### O QUE FAZER
Por favor, edite o trecho do diário começando em "Aprendi também que" e terminando em "mas nem sempre...", trocando "trem" por "vagão".

### TRECHO
Hoje aprendi que Deus "cisma"...
Aprendi também que tentação é coisa que dá, mas passa...

quinta-feira, 9 de março de 2017

Dia 18 — Vertigem


Diário da CPTM
365 dias de uma passageira.
09.03.2017

Estou dentro do trem. Ele se move, mas nem sempre...

Às vezes, mesmo parados, temos a sensação do movimento, provocada pelo movimento no entorno. A percepção de que algo no entorno se moveu faz com que nos sintamos também em movimento.

Aqui, dentro deste trem, esta sensação é presente, mesmo que ele esteja parado.

Às vezes a sensação é tão real que nos sentimos até em desequilíbrio. Um desequilíbrio que rompe a inércia do repouso. Mas permanecemos parados.
Hoje, dentro deste trem parado, observando a composição vizinha, que de fato se movia, tive esta percepção de vertigem do tombo estacionário: Estava parada, achando que me movia e quase precipitei em direção ao chão...
Eu achando que me movia me deparei com a sensação de que o mundo se movia em torno de mim.

E esta percepção enganosa, que muitas vezes nos coloca no centro do mundo, nos transforma em vértices de convergência dos interesses todos. Nos faz importantes em demasia.

Mas, assim como a ilusão de movimento, que sentimos no trem parado, quando algo no entorno se move, também a sensação de importância exacerbada é enganosa. 
Que movimento é esse, afinal?
Ouço, com frequência, o termo "movimento" e esta divagação sobre movimento enganoso me conduz a um dilema contemporâneo

Movimento, agora, é um termo que tem sido usado para designar atos, manifestações, protestos...
Hoje em dia tudo é "movimento".

Triste, percebi que nunca estivemos tão parados!

E o entorno avança, galopa sobre nossos direitos, avança sobre inúmeras conquistas, atropela anseios e planos.

O entorno gera a vertigem do tombo estacionário.

E cairemos justamente por termos permanecido estacionados.

Salto na próxima estação. Cheguei ao ponto final.

Espero que, ao descer desta composição, meus pés deem fim a esta ilusão de movimento estacionário e meu caminho me conduza, segura, de volta pra casa.

Meu amor, chego já...

* pro meu parceiro de todos os dias, pelo dia de ontem que, comemorado pelo mundo, em homenagem às mulheres, foi também dele.... minha metade. Com quem divido a vida, os repousos e os movimentos todos.
Porque ele me move.

quarta-feira, 8 de março de 2017

Dia 17 - Meu dia de absoluta vergonha.

Diário da CPTM
365 dias de uma passageira.
08.03.2017

Somente agora, em pé,  no trem lotado da CPTM, assisti o vídeo que mostra João Vitor sendo arrastado pelos seguranças do Habbib's, já desfalecido, seminu, para ser largado em uma calçada, como lixo, enquanto seus agressores retornam tranquilamente ao trabalho, alheios às cameras de segurança que os flagram em inquestionável homicídio.

Ontem, da janela do Metrô, vi, do alto da linha vermelha, chegando à estação D. Pedro II, policiais e um caminhão caçamba e diversos trabalhadores braçais  desfazendo e recolhendo os abrigos precários de cidadãos em situação de rua. É possível que tenham ficado para trás os moradores, excluídos socialmente, abandonados e desabrigados...

(Dados coletados)
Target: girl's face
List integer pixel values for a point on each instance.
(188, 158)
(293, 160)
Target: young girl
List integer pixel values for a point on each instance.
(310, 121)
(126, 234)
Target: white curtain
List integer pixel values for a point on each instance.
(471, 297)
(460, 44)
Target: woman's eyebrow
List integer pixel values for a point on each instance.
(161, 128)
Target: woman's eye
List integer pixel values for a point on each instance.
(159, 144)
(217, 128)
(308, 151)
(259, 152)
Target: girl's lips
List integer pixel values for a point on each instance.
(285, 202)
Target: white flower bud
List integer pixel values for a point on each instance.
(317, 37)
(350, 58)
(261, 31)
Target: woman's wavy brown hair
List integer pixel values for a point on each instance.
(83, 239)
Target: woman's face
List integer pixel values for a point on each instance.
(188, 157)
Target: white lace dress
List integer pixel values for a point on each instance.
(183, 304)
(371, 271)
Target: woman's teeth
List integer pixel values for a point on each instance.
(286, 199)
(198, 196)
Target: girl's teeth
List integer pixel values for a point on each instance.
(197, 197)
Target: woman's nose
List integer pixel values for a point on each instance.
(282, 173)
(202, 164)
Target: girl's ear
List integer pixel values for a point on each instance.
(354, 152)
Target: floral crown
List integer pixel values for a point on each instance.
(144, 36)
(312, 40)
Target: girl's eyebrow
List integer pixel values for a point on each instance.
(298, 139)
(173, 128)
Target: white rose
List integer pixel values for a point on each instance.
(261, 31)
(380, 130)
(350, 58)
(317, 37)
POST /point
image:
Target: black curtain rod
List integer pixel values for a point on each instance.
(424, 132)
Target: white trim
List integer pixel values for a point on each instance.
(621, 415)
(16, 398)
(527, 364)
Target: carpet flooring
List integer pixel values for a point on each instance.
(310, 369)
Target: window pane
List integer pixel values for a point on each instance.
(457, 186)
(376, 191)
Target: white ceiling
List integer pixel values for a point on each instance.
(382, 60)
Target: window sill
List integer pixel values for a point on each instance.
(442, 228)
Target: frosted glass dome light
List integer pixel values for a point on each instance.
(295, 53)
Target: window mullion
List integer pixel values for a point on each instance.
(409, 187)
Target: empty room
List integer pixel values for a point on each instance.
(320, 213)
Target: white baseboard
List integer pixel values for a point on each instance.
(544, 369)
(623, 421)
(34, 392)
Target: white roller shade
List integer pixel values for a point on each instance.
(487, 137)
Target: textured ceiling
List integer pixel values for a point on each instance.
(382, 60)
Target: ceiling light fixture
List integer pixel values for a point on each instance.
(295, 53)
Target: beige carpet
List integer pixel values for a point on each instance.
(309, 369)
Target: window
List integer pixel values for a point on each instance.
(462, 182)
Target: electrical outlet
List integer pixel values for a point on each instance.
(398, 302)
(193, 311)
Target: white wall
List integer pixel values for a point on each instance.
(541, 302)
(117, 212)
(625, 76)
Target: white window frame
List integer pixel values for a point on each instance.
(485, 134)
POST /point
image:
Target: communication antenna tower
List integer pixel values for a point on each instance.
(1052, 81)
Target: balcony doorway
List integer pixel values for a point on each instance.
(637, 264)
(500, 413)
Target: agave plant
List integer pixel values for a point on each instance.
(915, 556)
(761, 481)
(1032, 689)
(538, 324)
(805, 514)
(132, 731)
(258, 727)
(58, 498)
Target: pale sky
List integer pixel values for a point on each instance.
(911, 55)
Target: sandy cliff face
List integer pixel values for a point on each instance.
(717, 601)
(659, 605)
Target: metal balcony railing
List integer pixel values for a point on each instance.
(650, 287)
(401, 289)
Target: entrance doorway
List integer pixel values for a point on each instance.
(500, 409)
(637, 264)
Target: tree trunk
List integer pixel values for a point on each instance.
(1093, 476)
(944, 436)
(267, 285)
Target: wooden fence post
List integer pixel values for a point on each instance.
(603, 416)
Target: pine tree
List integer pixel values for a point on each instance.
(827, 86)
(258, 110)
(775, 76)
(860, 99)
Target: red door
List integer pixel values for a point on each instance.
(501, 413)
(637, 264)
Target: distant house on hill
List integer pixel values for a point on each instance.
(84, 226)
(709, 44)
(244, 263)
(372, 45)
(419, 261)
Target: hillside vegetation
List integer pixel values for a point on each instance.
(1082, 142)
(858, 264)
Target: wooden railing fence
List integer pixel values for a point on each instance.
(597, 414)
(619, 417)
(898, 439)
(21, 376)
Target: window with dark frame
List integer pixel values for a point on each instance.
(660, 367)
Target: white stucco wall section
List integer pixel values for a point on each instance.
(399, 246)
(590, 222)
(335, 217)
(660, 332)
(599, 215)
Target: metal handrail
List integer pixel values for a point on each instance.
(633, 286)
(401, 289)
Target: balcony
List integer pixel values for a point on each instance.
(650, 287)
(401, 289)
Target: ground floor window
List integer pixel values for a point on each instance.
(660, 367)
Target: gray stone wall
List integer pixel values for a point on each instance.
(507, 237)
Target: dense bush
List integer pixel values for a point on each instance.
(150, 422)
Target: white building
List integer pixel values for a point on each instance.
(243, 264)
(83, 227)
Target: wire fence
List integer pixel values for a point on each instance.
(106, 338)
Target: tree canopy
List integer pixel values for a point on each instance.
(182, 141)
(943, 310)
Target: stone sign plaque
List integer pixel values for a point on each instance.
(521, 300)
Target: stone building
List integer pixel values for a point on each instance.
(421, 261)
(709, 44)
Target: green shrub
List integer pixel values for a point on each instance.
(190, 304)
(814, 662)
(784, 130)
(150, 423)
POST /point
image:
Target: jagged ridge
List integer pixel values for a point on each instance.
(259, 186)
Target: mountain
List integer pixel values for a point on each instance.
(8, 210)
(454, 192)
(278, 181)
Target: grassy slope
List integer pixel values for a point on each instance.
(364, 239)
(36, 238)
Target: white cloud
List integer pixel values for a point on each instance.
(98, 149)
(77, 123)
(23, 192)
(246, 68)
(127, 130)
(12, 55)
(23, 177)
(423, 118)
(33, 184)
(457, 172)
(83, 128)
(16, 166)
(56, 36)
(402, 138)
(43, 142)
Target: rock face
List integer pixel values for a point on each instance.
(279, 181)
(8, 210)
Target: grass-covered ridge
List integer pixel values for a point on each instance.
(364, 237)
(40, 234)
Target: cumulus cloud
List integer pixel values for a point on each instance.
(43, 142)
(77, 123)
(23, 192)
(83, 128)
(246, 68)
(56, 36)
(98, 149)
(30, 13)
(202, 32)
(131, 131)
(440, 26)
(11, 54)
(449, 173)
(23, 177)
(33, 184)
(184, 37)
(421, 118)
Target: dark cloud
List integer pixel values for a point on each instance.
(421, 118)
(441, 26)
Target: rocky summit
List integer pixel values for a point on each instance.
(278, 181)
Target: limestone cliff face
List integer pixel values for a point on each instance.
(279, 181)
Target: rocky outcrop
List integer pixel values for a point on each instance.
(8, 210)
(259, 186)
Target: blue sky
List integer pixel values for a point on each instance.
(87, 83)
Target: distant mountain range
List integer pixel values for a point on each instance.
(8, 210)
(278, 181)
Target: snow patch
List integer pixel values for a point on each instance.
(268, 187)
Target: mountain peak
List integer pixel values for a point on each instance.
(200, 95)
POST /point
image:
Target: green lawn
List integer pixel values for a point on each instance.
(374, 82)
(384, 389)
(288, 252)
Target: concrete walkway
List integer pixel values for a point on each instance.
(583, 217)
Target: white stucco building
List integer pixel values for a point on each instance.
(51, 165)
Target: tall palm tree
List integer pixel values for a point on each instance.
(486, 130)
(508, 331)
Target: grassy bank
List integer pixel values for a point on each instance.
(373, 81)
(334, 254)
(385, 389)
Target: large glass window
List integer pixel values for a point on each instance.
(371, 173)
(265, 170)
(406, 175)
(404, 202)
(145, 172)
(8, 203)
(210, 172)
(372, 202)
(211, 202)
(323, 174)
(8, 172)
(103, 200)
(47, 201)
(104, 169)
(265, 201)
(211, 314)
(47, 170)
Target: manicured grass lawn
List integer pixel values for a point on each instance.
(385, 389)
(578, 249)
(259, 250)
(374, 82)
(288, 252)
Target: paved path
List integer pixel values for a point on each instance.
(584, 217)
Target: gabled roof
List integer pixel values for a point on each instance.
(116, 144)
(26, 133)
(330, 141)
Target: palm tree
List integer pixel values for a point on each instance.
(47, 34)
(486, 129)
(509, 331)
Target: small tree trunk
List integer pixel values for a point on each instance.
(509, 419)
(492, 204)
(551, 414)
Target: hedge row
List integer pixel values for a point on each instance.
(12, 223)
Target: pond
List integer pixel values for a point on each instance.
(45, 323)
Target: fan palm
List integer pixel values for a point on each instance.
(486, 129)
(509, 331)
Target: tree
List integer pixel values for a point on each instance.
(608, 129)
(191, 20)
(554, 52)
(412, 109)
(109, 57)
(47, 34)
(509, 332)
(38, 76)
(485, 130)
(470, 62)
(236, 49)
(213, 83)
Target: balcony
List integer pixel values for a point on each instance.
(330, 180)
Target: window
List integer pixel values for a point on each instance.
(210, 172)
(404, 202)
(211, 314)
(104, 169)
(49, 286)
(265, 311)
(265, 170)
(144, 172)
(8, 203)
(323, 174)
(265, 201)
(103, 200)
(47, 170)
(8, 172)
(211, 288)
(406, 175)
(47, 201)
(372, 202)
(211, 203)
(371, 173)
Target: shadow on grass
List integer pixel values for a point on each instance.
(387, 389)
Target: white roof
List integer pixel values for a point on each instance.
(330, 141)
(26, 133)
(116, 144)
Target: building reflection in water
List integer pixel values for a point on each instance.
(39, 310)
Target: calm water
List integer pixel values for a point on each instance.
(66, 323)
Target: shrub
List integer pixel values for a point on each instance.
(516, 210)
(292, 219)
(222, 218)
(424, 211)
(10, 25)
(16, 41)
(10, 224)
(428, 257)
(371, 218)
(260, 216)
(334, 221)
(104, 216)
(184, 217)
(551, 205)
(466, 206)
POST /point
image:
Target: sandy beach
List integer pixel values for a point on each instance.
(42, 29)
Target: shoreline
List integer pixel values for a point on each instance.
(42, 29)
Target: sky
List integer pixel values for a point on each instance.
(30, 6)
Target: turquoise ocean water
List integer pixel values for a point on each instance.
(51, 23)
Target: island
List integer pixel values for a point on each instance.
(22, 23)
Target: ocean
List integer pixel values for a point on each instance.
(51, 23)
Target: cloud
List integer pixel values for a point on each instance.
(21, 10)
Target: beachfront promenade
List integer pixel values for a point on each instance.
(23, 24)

### RESPOSTA CORRETA
Aprendi também que tentação é coisa que dá, mas passa...

quinta-feira, 9 de março de 2017

Dia 18 — Vertigem


Diário da CPTM
365 dias de uma passageira.
09.03.2017

Estou dentro do vagão. Ele se move, mas nem sempre...